■ About this task: If a line in the entries below includes the string "window", copy it out.

Region pointing data:
*-*-*

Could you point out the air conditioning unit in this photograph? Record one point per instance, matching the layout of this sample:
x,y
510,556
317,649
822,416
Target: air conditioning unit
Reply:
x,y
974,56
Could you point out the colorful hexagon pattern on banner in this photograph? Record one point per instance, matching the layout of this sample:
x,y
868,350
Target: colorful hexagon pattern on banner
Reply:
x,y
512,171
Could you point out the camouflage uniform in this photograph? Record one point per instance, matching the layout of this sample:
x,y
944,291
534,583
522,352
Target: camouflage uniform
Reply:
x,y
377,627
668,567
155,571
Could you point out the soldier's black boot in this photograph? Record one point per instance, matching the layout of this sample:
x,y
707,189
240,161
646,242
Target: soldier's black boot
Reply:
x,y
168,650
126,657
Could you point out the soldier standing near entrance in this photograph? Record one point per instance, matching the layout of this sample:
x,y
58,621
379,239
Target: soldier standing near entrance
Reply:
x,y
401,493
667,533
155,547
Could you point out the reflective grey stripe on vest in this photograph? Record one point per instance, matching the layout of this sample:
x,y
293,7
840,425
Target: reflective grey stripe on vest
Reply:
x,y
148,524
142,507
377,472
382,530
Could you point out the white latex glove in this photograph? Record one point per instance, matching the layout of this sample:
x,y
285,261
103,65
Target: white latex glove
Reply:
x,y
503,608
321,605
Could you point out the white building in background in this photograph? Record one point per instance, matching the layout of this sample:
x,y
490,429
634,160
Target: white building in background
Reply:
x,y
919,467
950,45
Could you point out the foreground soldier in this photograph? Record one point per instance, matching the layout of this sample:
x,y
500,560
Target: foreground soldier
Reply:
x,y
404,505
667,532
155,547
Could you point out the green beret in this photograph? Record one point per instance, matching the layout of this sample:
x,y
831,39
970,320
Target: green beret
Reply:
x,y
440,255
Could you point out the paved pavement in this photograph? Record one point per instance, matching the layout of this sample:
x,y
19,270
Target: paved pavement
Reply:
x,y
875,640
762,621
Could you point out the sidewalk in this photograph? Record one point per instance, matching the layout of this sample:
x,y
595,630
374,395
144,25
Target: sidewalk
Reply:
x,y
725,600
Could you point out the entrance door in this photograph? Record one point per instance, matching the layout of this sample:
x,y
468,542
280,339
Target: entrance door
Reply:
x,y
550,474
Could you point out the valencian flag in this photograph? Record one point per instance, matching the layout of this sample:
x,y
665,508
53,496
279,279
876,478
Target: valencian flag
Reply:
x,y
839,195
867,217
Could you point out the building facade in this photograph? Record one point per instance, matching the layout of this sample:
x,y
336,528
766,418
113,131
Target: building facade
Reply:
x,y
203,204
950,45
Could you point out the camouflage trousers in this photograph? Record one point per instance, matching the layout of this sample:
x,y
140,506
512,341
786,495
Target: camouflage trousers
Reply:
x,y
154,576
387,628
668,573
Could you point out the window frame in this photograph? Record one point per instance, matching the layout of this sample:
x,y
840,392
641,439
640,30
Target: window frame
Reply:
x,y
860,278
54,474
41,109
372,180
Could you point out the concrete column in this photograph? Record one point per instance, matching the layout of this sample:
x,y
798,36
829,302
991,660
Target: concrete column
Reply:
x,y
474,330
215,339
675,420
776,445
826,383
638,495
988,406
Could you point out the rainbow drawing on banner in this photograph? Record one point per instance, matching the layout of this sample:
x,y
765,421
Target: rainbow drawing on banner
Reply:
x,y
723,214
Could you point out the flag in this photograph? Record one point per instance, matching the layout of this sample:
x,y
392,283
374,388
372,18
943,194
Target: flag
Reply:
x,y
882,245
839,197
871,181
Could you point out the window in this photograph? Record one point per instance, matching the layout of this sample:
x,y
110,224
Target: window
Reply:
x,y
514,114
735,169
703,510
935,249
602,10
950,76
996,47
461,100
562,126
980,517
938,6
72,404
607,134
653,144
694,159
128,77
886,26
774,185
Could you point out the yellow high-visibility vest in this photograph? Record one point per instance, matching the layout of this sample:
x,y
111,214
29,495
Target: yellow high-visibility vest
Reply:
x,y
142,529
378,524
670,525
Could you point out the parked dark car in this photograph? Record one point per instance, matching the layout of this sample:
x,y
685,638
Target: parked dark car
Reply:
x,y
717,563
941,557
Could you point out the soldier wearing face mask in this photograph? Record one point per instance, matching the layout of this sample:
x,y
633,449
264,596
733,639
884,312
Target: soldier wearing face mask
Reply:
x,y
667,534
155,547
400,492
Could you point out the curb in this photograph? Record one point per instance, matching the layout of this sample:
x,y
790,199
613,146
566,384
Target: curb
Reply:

*-*-*

■ Response area:
Could you point out the window frame in this photograph? Record one point per instance, matching the layout of this sample:
Target: window frame
Could you point out the window in this photograph? Record one point per instance, matching the layout of this sample:
Target: window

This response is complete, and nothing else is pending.